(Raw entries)

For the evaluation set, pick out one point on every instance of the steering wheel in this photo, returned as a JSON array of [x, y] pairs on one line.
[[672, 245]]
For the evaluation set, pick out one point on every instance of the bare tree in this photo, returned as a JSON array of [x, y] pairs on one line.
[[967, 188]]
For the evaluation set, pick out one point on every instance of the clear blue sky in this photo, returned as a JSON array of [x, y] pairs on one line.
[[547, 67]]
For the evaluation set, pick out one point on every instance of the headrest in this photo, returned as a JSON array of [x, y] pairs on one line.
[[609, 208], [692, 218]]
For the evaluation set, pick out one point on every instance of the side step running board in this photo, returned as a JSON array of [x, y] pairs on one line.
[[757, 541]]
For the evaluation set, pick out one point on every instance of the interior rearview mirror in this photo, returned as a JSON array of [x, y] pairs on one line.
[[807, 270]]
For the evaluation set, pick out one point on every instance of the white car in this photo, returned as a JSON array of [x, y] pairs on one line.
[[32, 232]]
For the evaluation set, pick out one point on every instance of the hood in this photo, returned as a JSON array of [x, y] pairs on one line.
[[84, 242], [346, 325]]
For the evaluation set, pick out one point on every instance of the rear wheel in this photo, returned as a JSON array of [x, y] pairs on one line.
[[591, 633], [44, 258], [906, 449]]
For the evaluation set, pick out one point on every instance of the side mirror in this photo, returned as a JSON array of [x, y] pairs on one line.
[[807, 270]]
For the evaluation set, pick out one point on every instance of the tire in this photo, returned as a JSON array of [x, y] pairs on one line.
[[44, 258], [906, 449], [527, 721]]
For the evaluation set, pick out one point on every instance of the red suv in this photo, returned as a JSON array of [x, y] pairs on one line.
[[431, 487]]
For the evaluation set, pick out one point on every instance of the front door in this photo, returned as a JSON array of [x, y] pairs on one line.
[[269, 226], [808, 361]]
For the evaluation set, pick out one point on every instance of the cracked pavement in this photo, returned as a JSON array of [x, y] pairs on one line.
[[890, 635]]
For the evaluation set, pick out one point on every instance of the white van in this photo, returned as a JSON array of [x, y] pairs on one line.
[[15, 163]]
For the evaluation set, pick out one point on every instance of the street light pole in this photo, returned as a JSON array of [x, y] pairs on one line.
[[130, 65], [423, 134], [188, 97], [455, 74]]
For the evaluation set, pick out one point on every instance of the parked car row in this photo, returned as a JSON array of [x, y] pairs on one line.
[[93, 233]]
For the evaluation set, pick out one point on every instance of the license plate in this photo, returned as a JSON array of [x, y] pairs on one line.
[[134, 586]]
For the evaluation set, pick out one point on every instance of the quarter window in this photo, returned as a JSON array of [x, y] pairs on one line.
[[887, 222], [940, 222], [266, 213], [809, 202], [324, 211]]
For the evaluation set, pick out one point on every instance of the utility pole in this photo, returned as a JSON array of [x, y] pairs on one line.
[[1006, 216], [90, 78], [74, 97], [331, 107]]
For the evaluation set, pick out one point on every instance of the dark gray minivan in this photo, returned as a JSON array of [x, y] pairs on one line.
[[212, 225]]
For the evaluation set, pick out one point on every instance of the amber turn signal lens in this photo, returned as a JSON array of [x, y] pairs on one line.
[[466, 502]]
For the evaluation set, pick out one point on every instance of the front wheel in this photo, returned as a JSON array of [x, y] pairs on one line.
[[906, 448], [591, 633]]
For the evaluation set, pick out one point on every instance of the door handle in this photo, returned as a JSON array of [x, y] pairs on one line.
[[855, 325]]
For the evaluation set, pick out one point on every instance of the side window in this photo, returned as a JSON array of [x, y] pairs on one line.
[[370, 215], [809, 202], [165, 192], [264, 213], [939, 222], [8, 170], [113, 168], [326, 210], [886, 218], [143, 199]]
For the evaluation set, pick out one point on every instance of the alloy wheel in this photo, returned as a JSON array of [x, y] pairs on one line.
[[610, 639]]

AIM:
Can you give all of the entries above as a numbered list, with any blank lines left out?

ANSWER IN FULL:
1. For the evaluation set, pick out one point on every instance of the steering wheel in this photo, returned as a JSON array of [x, y] pairs on one line.
2. [[672, 245]]
3. For the evaluation set, pick out one point on every instance of the bare tree in this photo, returned as a JSON array of [x, y] pairs on one line.
4. [[967, 188]]
5. For the evaluation set, pick out one point on every instance of the clear blue sky in this photo, returned as a JSON array of [x, y] pairs on one line.
6. [[547, 67]]
7. For the evaluation set, pick out one point on every instance of the headrest in this photo, returned as a JSON array of [x, y] pairs on one line.
8. [[609, 208], [692, 218]]
9. For the evaluation set, pick out one point on every instance of the side step running board in this photo, returned as a JSON array of [x, y] pairs on one line.
10. [[757, 541]]
11. For the evaluation set, pick out one point on every instance of the interior rearview mirror in this photo, returned as a JSON array of [x, y] pairs on one line.
12. [[807, 270]]
13. For the evaluation set, pick out one point on every instance of the white car in this photo, returned as a JSON array of [x, y] pairs on one line.
14. [[32, 232]]
15. For the evaluation set, pick out one point on every instance of the hood in this photo, returned as a JSON array of [x, y] pairs on one line.
16. [[84, 242], [346, 325]]
17. For the evaluation set, pick out one point on every instance of the rear wheel in this photo, returned as a JSON array of [x, y] pairs on one line.
18. [[591, 633], [44, 258], [906, 449]]
19. For the evaluation set, pick out one point on every instance of the side mirror in this photo, returned as a JSON array of [x, y] pairs on one line.
20. [[807, 270]]
21. For the evaluation set, pick out one point on every instance of the tire in this photo, returned as a JSON array of [x, y] pairs on one line.
22. [[44, 258], [906, 449], [527, 721]]
23. For the evaluation set, pick out one point on every instance of the red suv in this photo, returned as a JSON array of [x, y] pairs on one line.
24. [[431, 487]]
25. For the evaluation set, pick out one point on every instance of the front door in this photo, returned as a JSON array of [x, y] pairs on one line.
26. [[269, 226], [808, 361]]
27. For the evaluation set, pick out one point on every instance of the cracked pavement in this photo, returned as a JSON array of [x, y] pairs on one line.
28. [[890, 635]]
29. For the evaluation set, pick out one point on every instance of the white van in this photo, returned as a JSON array of [x, y] pairs on one line.
30. [[15, 163]]
31. For the evaluation set, pick out one point on every instance of the street light pole in this photo, returned as a JSON array of [x, y] pairs on one line.
32. [[130, 65], [423, 134], [188, 97], [455, 74]]
33. For the evaluation set, pick out one point on every instance of the parked car row in this photo, returned as a JSON array of [x, y] pairs on one line.
34. [[93, 233]]
35. For the evaluation set, pick out one point on every instance of the license plate in this photo, returned as a JSON array of [x, y] pairs on one line.
36. [[134, 586]]
37. For the evaluation set, pick out one point on every instance of the quarter window in this photo, returned as a JSON array of [x, y] pairs on one line.
38. [[887, 222], [940, 222], [266, 213], [809, 202], [324, 211]]
39. For the evaluation set, pick out one point on every instance of the utility pole in this photo, returned as a JSON array of [x, y] pairs on one line.
40. [[1006, 216], [90, 78], [74, 97], [331, 107]]
41. For the evaluation set, pick out one point on every instance of the dark gray minivan in this photo, returned as a JSON array of [x, y] pairs on one line.
42. [[212, 225]]
43. For the evaluation set, pick out one point on every instance of the amber turn signal lens in this photo, returned as a JSON array of [x, y] pairs on one line.
44. [[466, 502]]
45. For the evaluation set, pick out one point on every instance of the front wheel in this photo, returned as a JSON array of [x, y] pairs on one line.
46. [[906, 448], [591, 633]]
47. For the evaluation set, pick out one point on every instance of the door handle in this photo, returned as a JSON array of [x, y] pairs on one line.
48. [[855, 325]]
49. For the evaluation set, pick out one point on every instance of the side window in this photo, returned as a JSON array of [x, y] pairs on one line.
50. [[370, 215], [809, 202], [165, 192], [264, 213], [939, 222], [8, 170], [113, 168], [326, 210], [886, 218], [143, 199]]
51. For the evaluation set, pick out one point on every instance of the alloy wheel in this photo, returned as a JSON array of [x, y] pairs on one line.
52. [[610, 639]]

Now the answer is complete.